Set problem — Please reproduce all of the material below with "returned pair" swapped for "output pair" everywhere it occurs and nothing else changed. Leave the pictures out.

····················

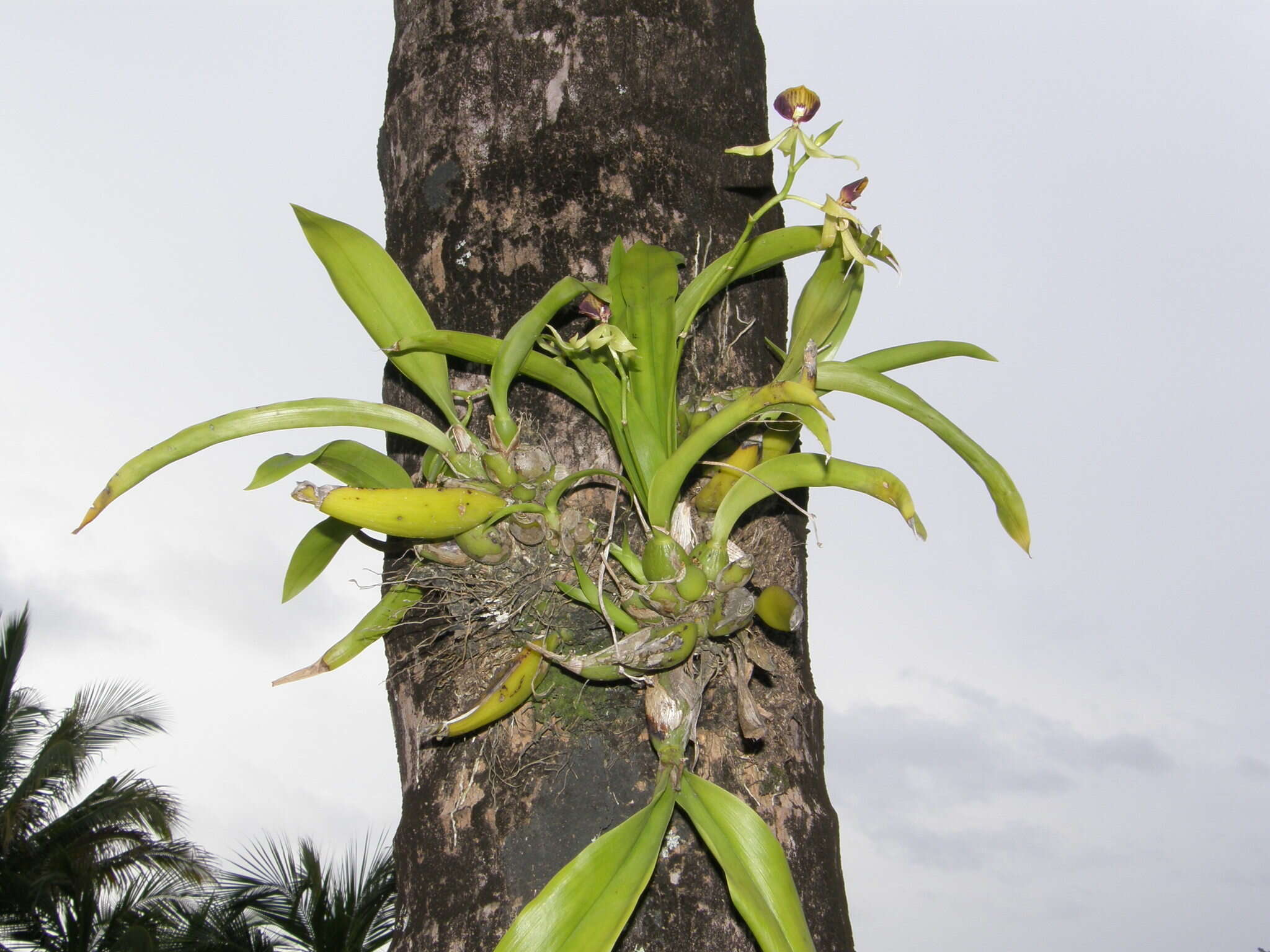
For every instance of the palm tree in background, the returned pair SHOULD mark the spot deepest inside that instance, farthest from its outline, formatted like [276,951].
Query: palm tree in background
[83,873]
[313,906]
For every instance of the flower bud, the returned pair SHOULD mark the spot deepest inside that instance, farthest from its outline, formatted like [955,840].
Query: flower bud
[851,192]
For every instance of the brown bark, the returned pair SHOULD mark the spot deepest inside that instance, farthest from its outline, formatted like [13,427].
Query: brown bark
[521,138]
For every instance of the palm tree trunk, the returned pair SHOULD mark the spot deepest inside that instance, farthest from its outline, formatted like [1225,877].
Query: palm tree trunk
[520,140]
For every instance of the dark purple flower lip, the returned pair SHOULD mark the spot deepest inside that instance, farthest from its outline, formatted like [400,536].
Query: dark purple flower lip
[797,104]
[851,192]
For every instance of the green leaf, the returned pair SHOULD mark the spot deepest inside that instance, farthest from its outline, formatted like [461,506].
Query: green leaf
[761,253]
[670,478]
[383,300]
[314,553]
[586,906]
[892,358]
[375,625]
[853,379]
[636,439]
[481,348]
[804,470]
[825,309]
[518,343]
[753,862]
[648,281]
[814,421]
[295,414]
[349,461]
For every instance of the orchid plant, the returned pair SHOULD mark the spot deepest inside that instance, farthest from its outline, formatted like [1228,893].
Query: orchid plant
[678,611]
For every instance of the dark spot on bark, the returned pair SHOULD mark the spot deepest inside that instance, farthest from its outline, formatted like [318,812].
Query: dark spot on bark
[436,187]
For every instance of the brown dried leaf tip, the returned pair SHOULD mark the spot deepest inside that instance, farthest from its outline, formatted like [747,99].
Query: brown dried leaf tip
[851,192]
[797,104]
[596,309]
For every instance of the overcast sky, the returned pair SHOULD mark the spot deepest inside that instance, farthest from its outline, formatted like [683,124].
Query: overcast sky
[1066,752]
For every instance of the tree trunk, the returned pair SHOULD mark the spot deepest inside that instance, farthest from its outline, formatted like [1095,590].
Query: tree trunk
[520,139]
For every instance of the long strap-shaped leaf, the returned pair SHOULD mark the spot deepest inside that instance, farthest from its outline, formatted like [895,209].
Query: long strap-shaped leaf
[806,470]
[349,461]
[753,862]
[892,358]
[769,249]
[586,906]
[649,280]
[481,348]
[518,343]
[380,296]
[853,379]
[314,553]
[633,434]
[665,489]
[825,309]
[294,414]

····················

Solution to the exercise —
For every instance of the palm tree in background, the output pair SHOULD mark the spot deepest inside that instance, farthest from its outline, formatted like [276,951].
Query: palm tree in background
[83,873]
[313,906]
For every instance of the flower bud, the output pair SHOULD mark the spot deepest inside that instance, farthest from its outline, formatted like [955,840].
Query: flower bud
[851,192]
For every instance of the brown bark, the output pair SHOULD mark the spot deepest inside that instance, farthest from its outline, formatted like [13,427].
Query: brown bark
[521,138]
For every instance of the palm tree trunk, the output pair SHOULD mark the spot deepest inside that instance, farthest from its outline, formatted like [1225,877].
Query: palm tree trunk
[520,140]
For every instance of the dark purple flower lip, the output pair SHOULD mark the spot deepest inside that instance, farthest from its outline, formatted like [400,536].
Query: dark purple flower lip
[797,104]
[851,192]
For every instance of the green leaf, the output pair SHOULD mark the spot deepest inside that instance, farthest from its outline, formatted like [461,506].
Query: green leaf
[761,253]
[670,478]
[383,300]
[314,553]
[586,906]
[892,358]
[375,625]
[853,379]
[636,439]
[481,348]
[804,470]
[825,309]
[518,343]
[753,862]
[648,281]
[814,421]
[295,414]
[349,461]
For every instance of the orchid plant, the output pair SHOULD mark the spot deepest inside that instance, farthest from its outline, formatted like [1228,893].
Query: orchid plant
[678,611]
For every instance of the dark spot on bark, the output pair SHOULD mark the spot deepest inside that instance, farthest from its outline, formatted like [318,812].
Query: dark spot on bark
[436,187]
For every instance of the brown dried leaf tip, the output pair SHOULD mark the spot deepest inside that instance, farthest from its outline, formatted like [747,99].
Query: brown dried leaf tip
[851,192]
[797,104]
[596,309]
For every instance of the overcast sky, the output pair SHOULD mark the spot deepest inside that instance, farthest from its outline, formatted like [683,124].
Query: overcast sky
[1066,752]
For every instance of the tree trunk, the output pair SHOULD mark the spot deepest inside that instance, farthest from its outline, formatted like [1095,590].
Query: tree trunk
[520,139]
For every instance of the long strap-shaped leaf, the output pair SHOULD mark the spot deepest inside that instance, farthest from its outline, formatted like [895,209].
Query: long strap-shaped leaf
[806,470]
[349,461]
[753,862]
[892,358]
[769,249]
[586,906]
[649,280]
[481,348]
[518,343]
[380,296]
[853,379]
[314,553]
[633,434]
[665,489]
[825,309]
[294,414]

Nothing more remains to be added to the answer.